> _WORK TO COMPLETE_: The records that follow are to be repeated exactly, without any pictures.

> _AVAILABLE DATA_:

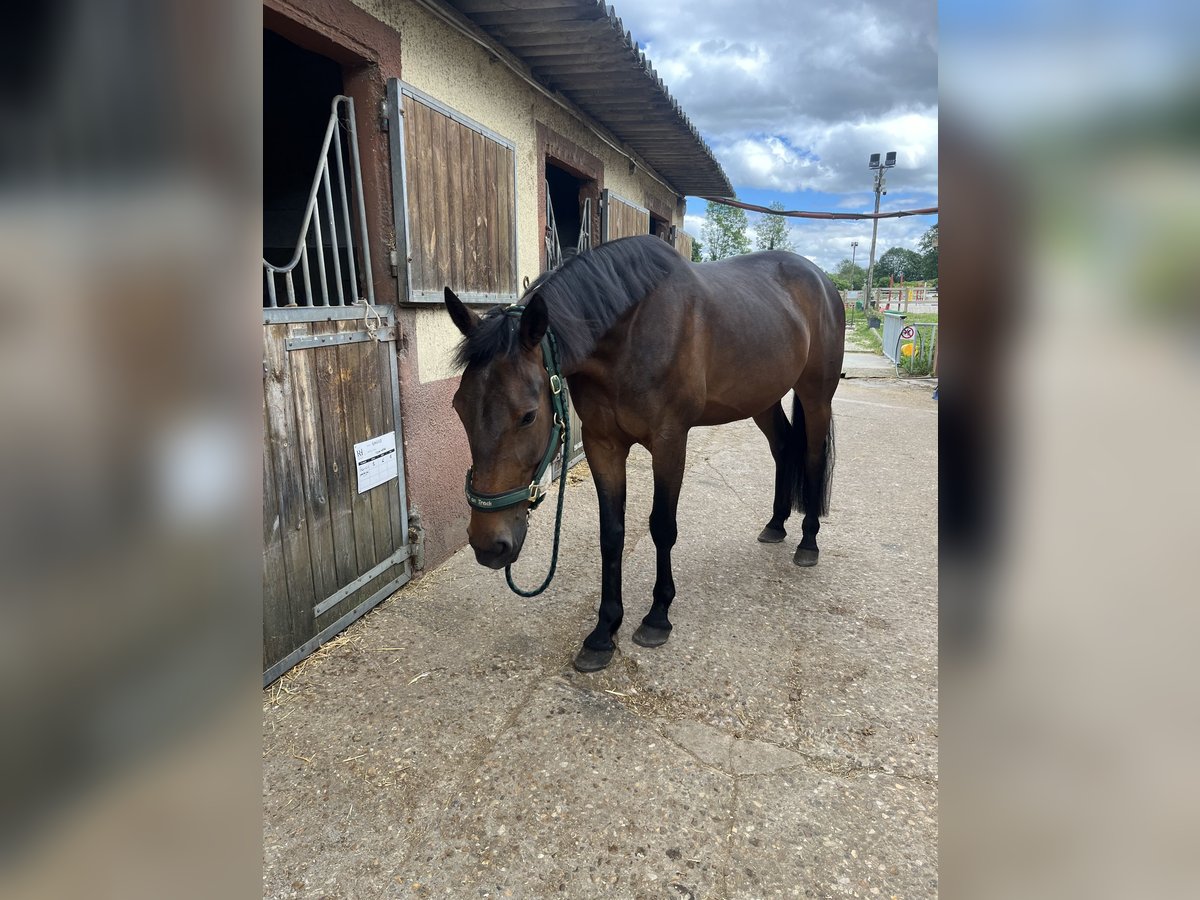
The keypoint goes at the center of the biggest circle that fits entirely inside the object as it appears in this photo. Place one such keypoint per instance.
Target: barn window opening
(660, 228)
(568, 215)
(299, 91)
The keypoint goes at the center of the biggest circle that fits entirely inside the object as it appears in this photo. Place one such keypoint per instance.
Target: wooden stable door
(335, 529)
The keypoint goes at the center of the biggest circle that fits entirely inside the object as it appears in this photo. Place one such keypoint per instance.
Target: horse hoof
(772, 535)
(651, 636)
(805, 557)
(588, 660)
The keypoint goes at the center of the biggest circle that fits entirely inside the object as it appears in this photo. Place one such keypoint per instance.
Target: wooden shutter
(455, 201)
(622, 219)
(683, 243)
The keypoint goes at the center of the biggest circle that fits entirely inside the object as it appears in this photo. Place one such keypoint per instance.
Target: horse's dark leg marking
(774, 425)
(607, 463)
(817, 418)
(669, 466)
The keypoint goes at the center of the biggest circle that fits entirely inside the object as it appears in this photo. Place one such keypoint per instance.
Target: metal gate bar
(322, 220)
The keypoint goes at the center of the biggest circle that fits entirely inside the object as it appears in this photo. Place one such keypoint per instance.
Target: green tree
(850, 273)
(725, 231)
(899, 263)
(771, 232)
(928, 245)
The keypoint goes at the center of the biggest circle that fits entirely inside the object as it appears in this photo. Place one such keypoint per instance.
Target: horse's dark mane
(585, 297)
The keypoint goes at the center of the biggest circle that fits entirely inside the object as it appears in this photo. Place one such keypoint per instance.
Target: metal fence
(328, 222)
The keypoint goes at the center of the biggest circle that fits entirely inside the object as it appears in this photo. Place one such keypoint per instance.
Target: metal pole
(875, 231)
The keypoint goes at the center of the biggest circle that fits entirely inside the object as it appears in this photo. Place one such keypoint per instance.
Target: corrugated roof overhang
(580, 49)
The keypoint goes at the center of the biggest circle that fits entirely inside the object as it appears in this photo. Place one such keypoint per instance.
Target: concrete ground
(784, 743)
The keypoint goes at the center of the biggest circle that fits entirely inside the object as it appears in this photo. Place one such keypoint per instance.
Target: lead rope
(558, 516)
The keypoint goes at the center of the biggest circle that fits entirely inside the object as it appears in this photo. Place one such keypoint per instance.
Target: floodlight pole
(875, 231)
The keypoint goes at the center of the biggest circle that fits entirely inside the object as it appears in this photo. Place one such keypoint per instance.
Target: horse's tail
(808, 495)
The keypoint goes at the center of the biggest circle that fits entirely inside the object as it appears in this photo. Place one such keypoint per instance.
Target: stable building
(409, 145)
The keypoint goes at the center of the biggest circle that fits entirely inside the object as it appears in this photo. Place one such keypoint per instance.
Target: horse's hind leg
(669, 466)
(773, 423)
(816, 409)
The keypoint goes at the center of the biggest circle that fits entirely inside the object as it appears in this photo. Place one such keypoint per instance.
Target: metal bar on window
(367, 281)
(319, 220)
(321, 261)
(333, 235)
(304, 271)
(346, 215)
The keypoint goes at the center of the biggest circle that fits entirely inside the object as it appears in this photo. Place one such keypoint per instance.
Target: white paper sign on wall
(376, 460)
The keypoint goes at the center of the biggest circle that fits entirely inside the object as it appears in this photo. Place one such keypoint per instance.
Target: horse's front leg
(669, 465)
(607, 463)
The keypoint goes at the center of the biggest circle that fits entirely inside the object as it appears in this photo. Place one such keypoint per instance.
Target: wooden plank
(358, 430)
(474, 6)
(415, 210)
(439, 245)
(474, 211)
(454, 235)
(276, 611)
(399, 528)
(491, 205)
(521, 17)
(505, 220)
(339, 459)
(371, 397)
(312, 466)
(429, 197)
(282, 436)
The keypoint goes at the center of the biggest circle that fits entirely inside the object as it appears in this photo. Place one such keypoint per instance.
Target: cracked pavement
(783, 743)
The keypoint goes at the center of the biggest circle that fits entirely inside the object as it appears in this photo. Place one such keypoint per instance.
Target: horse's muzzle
(497, 539)
(498, 556)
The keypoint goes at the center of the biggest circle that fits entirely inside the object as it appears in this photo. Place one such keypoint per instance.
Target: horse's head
(505, 406)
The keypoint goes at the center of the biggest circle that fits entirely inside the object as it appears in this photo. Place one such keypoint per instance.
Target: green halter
(534, 493)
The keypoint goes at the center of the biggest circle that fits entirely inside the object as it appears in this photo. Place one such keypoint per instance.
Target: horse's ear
(534, 322)
(463, 318)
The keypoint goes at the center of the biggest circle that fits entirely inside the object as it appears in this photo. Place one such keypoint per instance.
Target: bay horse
(651, 345)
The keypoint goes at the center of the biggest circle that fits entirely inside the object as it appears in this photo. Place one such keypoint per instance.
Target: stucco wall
(444, 64)
(438, 60)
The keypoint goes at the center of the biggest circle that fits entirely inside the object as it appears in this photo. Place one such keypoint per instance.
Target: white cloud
(798, 101)
(816, 156)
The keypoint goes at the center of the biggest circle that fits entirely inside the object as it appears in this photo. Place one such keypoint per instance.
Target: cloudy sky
(795, 97)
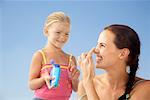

> _TASK RESULT_:
The keypoint goes at the center of the biggest circle that fits entirely inside the object as it appears in this photo. Place one such keypoint per instance.
Target: barn window opening
(660, 228)
(568, 215)
(299, 91)
The keypoint goes at the center of the biggest circle that fits entirely inside the object as it appears in this photo. Place one such keypoint per instance.
Target: wooden stable door
(335, 529)
The keypoint goes at the center of the biggest circle that fits entirely inside the object as it appears in this photo. Place one such keypoint per instance.
Target: horse hoof
(772, 535)
(651, 636)
(805, 557)
(588, 660)
The keypoint goes at the center of the biggest circle that fits entirely inside the object as it appears in this photo. Place one such keypoint per instance.
Target: wooden shutter
(455, 201)
(622, 219)
(683, 243)
The keypoint goes at the center of the biggest circle that fits entirely inside the object as it appears in this photo. Place one such keypoint per instance.
Target: horse's dark leg marking
(774, 425)
(607, 463)
(817, 418)
(669, 466)
The keypoint goes at the center of the biggest circle that fits entirely inside the object as it appears in this photo. Place one such keypoint per instance.
Target: metal gate bar
(322, 220)
The keypoint goes at the center of the biggest circle that fits entirely inside the object as it appears in this photo. Place one such keypoint per instance.
Target: green tree
(850, 273)
(725, 231)
(899, 263)
(771, 232)
(928, 245)
The keypoint goes at the center of the biggest circle that fits entirely inside the object as it appears in this photo. Place one such keypoint per instance.
Target: horse's dark mane
(585, 297)
The keypoint goes at the center of the biggest circle that fits entirely inside the object as it appears in this photo. Place one such keypoint per instance.
Target: metal fence
(328, 222)
The keypoint goes at the center of the biggest circle that fits entirely inside the object as it appears in this photo. Place one such keypoint per instance.
Target: metal pole
(875, 231)
The keypoint goes at the center of the biggest circle that fits entirely inside the object as it appears in this photo. Place one such keypoint per instance.
Target: corrugated roof overhang
(580, 49)
The keypoint goes at the center of the biggest circle that fits entirely inside the object as it appears in this photo. Place one such keypoint per instance.
Target: concrete ground
(784, 743)
The keypoint goes at the center of the biggest circle that fits entirely inside the object as it appears in this photo. Place one such keypoint per instance.
Target: lead rope
(558, 516)
The keypoint goes at the center of the biggest circle that fits entirely inside the object as it appears in this photo. Place one such keypoint per instance.
Target: floodlight pole
(875, 231)
The keypoint goes at the center of the biggest circle that fits entirely inside the object as it appears in this photo. Place one such keypoint per instance.
Target: horse's tail
(808, 495)
The keypoint goes at the center of the biggest circle that fits entirely inside the object as it appears in this photo. Place one such keypoint per instance.
Target: stable building
(409, 145)
The keypoint goes at the center of the biggest circle that fits entirely inside the object as it appears in this photo. Place one such keypoint per instance.
Target: horse's hind leg
(669, 466)
(773, 423)
(816, 409)
The keypoint goes at the center of the biggest circle that fits entirely inside the object as it appears in this photo. Place one such keypoint per instance.
Target: metal bar on window
(367, 281)
(319, 220)
(321, 261)
(333, 235)
(304, 271)
(346, 215)
The keypoint goes at the center of the biggest circle that fits entirely inside the object as it appears in this photo. Place one such keypoint per instance.
Target: white paper sign on wall
(376, 460)
The keypoint goes at the center of the biggest circle that fits entirely inside the object as it appears in this photo. Place one such keypoint per instance.
Target: horse's front leg
(669, 465)
(607, 463)
The keypoint goes at the center of the biggest circle that fits entirely inside the object as it appears in this photo. Place one such keypoint per instance.
Target: wooden plank
(358, 430)
(474, 6)
(415, 210)
(439, 245)
(474, 211)
(454, 235)
(276, 611)
(399, 528)
(491, 205)
(521, 17)
(505, 220)
(339, 459)
(371, 397)
(312, 466)
(429, 197)
(282, 436)
The keypoint goes at the center of the biggest circle that fits entirely inside the object as it appears in this photo. Place one such keypoint per instance.
Target: cracked pavement
(783, 743)
The keypoint goes at the center of the biggest circle that fits entirely inside the object as it appears in this photo. Place one such keypoint per instance.
Target: horse's muzzle
(497, 539)
(498, 556)
The keypoint goes at the center of the biggest circle that fits entirely inside the object as it appears in this photo. Place one such keypoint per instance.
Target: horse's head
(505, 406)
The keypoint goes at the center of the biggest circle that fits entirely inside the object as it appears in this photo. Place one such keypoint per instance.
Target: green halter
(534, 493)
The keypoint goes at the center of the biggest circle that fits entirely inside the object as it appears in this photo. Place one such keypoint per instance.
Target: horse's ear
(534, 322)
(463, 318)
The keypoint goes at the center of the biggest circle that fits entirely inside the object as it appears in this photo. Place one such keypoint per instance.
Target: bay horse
(651, 345)
The keypoint goes at the center of the biggest circle that fits entirely inside the object as it appears in this photo. Place one such keypoint per instance.
Target: stucco wall
(444, 64)
(438, 60)
The keypoint goes at the center of the biggest circle that fits entirely inside the object as it appears in this photo. Place one such keypoint per instance.
Target: white cloud
(798, 101)
(816, 156)
The keypoint goes at the center of the biggest circle that fits entirely inside the object as it appears in this photo. Place one such keypoint per instance.
Target: cloudy sky
(795, 97)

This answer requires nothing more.